▶ **Provided passage**
--- START ---

Sunday, March 30, 2014

Coming Out of the Gray

In Northfield, the temperature is finally veering toward the abnormally warm today.  For one day.  But for this one day the coffee shop is a-bustle.  Students bend over notebooks, sporting Birkenstocks and newly pedicured toenails; families shuffle in with mud clinging to boots and shoes, the kiddos pressing their faces to the glass refrigerator door, pointing out Oranginas and fruity sodas.  Your father wants to put in paving stones this afternoon while the earth is pliable.  I'm on my way to a meeting at church, a mock interview to prepare us for how to really interview potential new pastor candidates.

We have been to Florida and back.  Thisbe was the happiest of all of us I think.  She swam in a heated pool with a waterfall, made sandcastle after sandcastle on the beach (and then pressed the plastic figures of Anna and Elsa and Ariel into the impressionable walls), played mini-golf, rode on the shoulders of uncles and almost-uncles, fed giraffes, played dress-up at the Naples Children's museum, watched Frozen for the fourth time, laid out her clothing carefully in her room that was actually a closet, collected bits of dried coral and gingerly toed dead sea slugs, and just generally had a grand time. 

Somewhere over Georgia

"Look, Mom!  A hat without ear flaps!"

Watching "Frozen" with Auntie Agnes and Greg

You, on the other hand, became steadily less pleased with the world as the week progressed.  Maybe it was teething, maybe it was exhaustion or a growth spurt or over-stimulation, maybe it was too many people or the absence of familiar objects or the desire to move and the inability to do so--who the hell knows.  But by the end of the week you needed to be held almost constantly in order to stem the tide of shrieks.  You woke more and more often at night and were less easily pacified.  Letting you cry it out is one thing back at's slightly different when there are a band of relatives to disturb in addition to your parents.  On Thursday, when you woke at 5:45 and wouldn't go back to sleep, I bundled you into the stroller, cap on your head and pink striped beach towel cocooned around you, and set off in the pitch black 55 degree air.  I ate a cinnamon roll and drank a latte at the cafe while you sucked on an indestructible baby book and attempted to nurse the nose of Mr. Bear.  You've been slightly better since our return but you are still prone to flapping your arms like a tethered pigeon and shrieking for no apparent reason.  You still don't roll, still don't utter consonant sounds, still prefer an expression of stoicism to one of glee.  When placed on your belly you fuss and raise your butt in a half-hearted Jane Fonda exercise move.

--- END ---

According to the blog entry above, at what time did the baby wake on Thursday and refuse to go back to sleep?

▶ **Data section**
--- START ---

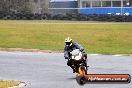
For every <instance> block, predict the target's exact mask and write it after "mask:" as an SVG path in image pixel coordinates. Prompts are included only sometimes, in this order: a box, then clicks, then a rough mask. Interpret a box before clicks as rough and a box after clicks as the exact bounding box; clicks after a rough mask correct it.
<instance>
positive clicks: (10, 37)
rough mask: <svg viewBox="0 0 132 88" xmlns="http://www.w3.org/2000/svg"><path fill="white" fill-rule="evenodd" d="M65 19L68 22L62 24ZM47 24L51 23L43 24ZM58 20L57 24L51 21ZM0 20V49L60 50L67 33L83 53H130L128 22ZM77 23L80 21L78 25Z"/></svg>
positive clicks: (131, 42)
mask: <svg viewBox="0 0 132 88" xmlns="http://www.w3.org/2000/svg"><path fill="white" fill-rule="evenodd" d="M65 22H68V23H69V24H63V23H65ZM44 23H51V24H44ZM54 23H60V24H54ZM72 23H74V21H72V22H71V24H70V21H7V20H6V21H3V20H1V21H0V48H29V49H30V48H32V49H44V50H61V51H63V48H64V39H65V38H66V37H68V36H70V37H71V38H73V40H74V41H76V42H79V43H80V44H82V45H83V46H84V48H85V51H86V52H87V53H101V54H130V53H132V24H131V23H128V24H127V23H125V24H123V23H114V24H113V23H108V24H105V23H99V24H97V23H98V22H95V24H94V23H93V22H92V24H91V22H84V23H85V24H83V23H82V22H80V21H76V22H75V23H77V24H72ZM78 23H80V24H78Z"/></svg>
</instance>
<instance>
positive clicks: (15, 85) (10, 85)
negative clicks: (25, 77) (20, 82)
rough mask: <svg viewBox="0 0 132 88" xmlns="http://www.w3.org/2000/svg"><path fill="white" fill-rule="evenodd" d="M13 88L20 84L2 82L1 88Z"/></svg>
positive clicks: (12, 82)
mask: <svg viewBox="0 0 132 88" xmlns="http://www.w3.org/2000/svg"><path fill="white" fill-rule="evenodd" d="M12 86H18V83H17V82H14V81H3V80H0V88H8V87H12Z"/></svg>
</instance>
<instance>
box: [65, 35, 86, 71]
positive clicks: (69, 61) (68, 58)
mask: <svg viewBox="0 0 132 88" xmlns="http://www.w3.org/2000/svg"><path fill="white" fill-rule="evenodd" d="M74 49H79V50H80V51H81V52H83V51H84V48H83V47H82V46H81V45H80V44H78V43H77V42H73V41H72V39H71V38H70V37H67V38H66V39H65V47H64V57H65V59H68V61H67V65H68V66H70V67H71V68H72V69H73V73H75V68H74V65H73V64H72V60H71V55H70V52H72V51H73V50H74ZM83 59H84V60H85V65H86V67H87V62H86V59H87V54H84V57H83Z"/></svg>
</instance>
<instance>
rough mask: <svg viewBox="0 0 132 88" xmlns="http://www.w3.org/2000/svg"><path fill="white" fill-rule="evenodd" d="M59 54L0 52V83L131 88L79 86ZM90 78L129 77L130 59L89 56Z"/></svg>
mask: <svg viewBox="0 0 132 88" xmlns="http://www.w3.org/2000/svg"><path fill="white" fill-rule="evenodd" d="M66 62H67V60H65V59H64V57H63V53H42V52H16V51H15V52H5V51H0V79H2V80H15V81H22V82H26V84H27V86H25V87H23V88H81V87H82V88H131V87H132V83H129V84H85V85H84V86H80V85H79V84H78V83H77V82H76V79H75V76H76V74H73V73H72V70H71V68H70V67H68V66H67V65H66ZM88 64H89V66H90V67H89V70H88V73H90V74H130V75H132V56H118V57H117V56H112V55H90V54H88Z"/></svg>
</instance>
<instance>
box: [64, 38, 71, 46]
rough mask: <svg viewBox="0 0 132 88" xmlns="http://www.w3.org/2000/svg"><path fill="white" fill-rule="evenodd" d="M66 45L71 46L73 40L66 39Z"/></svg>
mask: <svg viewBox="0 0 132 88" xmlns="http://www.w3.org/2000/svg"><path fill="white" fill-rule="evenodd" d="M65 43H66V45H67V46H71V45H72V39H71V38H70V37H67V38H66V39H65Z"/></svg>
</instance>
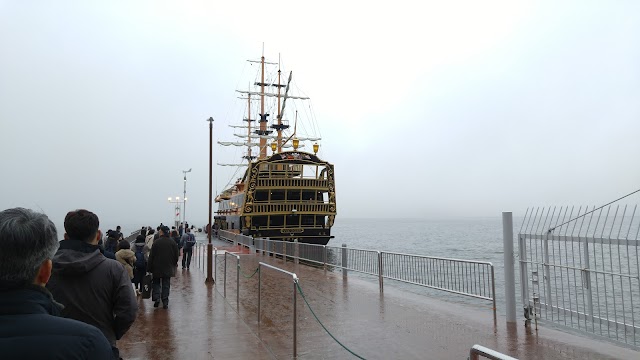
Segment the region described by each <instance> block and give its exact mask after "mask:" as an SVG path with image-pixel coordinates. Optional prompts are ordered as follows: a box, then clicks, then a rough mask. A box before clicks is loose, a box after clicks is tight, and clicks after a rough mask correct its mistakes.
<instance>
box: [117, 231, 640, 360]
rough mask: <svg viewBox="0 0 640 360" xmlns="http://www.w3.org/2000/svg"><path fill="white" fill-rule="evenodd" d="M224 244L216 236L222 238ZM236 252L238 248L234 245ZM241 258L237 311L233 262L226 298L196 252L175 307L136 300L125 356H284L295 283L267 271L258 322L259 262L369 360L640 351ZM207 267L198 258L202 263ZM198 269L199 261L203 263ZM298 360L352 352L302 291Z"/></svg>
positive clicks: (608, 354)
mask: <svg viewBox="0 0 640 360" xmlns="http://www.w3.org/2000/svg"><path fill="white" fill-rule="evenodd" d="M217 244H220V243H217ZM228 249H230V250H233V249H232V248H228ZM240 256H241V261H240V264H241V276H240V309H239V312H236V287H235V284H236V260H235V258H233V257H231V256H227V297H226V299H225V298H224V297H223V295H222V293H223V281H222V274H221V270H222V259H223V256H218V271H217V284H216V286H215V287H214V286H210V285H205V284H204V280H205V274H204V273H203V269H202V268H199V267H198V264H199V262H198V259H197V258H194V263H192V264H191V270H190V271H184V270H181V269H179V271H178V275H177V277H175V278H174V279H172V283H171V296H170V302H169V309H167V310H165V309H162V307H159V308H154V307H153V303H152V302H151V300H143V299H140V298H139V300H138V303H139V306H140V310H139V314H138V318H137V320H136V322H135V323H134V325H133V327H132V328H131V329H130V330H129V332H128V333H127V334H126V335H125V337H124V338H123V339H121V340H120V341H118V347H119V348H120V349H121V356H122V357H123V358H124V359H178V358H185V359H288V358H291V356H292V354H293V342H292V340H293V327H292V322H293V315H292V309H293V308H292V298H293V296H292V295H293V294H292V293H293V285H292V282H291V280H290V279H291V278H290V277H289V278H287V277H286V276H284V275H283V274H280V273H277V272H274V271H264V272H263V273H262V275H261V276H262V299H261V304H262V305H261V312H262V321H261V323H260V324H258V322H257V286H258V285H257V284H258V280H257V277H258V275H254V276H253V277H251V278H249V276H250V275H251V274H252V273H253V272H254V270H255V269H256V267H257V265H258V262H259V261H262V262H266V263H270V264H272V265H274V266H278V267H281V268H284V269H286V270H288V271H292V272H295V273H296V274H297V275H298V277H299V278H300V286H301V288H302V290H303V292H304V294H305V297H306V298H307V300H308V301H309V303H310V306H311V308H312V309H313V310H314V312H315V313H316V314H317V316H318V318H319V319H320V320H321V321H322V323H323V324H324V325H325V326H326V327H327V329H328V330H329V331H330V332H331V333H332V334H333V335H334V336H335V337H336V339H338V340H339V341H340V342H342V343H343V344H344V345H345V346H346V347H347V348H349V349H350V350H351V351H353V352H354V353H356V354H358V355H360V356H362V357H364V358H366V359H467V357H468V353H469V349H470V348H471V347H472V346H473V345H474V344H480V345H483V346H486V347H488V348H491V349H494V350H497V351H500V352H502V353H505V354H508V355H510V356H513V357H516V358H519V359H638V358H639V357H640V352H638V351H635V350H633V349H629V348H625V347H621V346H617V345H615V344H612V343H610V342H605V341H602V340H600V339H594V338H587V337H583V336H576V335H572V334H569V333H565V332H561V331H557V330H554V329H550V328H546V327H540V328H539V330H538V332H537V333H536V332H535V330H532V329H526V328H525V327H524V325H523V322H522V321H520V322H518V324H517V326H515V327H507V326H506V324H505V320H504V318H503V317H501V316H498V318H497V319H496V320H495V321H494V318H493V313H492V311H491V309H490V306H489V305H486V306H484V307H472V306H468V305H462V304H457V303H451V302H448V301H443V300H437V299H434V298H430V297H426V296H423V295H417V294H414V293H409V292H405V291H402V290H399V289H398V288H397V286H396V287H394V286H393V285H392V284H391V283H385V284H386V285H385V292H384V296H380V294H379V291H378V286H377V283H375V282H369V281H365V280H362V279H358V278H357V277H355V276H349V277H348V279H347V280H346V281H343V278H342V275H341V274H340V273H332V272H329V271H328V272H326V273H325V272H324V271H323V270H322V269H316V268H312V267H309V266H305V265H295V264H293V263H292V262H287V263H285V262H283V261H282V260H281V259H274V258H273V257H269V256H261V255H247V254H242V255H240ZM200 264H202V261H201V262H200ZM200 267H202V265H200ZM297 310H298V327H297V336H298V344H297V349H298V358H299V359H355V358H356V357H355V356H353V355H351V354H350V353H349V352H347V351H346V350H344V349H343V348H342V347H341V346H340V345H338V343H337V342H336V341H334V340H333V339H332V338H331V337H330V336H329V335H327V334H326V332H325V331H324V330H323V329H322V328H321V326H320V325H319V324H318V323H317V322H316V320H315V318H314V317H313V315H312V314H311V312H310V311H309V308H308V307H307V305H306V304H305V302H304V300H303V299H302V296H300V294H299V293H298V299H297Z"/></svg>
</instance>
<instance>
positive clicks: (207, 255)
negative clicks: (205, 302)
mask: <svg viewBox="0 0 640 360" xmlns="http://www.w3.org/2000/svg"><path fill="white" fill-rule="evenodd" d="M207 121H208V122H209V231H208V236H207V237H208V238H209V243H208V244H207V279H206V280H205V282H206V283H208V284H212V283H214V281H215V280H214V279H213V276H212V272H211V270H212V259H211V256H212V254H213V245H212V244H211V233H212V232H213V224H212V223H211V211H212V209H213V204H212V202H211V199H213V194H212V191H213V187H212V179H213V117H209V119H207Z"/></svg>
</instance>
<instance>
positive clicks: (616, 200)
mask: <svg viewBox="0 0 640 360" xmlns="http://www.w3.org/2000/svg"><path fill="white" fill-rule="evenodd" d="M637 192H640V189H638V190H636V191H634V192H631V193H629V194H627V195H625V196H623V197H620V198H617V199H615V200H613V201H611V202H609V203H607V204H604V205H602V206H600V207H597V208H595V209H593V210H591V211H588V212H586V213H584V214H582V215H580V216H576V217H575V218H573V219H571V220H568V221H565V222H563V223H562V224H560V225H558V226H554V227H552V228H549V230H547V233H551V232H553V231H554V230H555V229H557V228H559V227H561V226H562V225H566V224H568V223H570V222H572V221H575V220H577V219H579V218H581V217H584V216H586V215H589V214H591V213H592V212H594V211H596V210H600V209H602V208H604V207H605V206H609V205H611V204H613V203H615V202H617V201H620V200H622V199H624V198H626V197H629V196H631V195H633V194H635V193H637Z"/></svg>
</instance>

--- END ---

▶ **Solution to this task**
At 5:45.